* Begin SOURCE EXCERPT *
Welcome to our website!

Telephone training Listening p8

Hearing is a passive activity - we hear noise going on around us all the time e.g. the tap of the computer, the phone ringing, colleagues talking
Listening is active - It takes concentration to absorb the message, decode
it and make sense of it
What happens when we listen?
1. Distort
2. Delete
3. Generalise

How can we improve our telephone listening skills?
1. Take Notes so that you never need to ask for the information
2. Listen Selectively concentrate on the key points of the conversation,
listening for relevant details and screening out
unimportant data
3. Listen Actively by responding and verbally acknowledging you’re
still there
4. Listen between the Lines listen for tone, pitch, speed to get into step with the speaker
5. Listen with Empathy seeing the situation form the speakers point of view:
“I can understand how you must feel”
* End SOURCE EXCERPT *
# [PROBLEMS AND TASKS]
1. According to the telephone listening text, what kind of activity is hearing?
2. Copy the part of the telephone listening text that begins with the words "Hearing is a" and ends with "when we listen?".
The material that comes next has nothing to do with the telephone listening text.
* Begin DATASET EXTRACT *
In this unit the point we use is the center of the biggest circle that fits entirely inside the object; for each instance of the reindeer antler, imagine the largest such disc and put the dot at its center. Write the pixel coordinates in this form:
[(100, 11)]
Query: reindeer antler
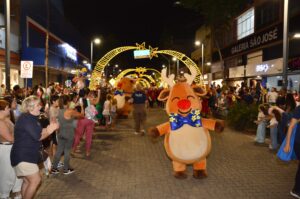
* End DATASET EXTRACT *
# [SOLUTIONS BELOW]
1. A passive activity.

2.
Hearing is a passive activity - we hear noise going on around us all the time e.g. the tap of the computer, the phone ringing, colleagues talking
Listening is active - It takes concentration to absorb the message, decode
it and make sense of it
What happens when we listen?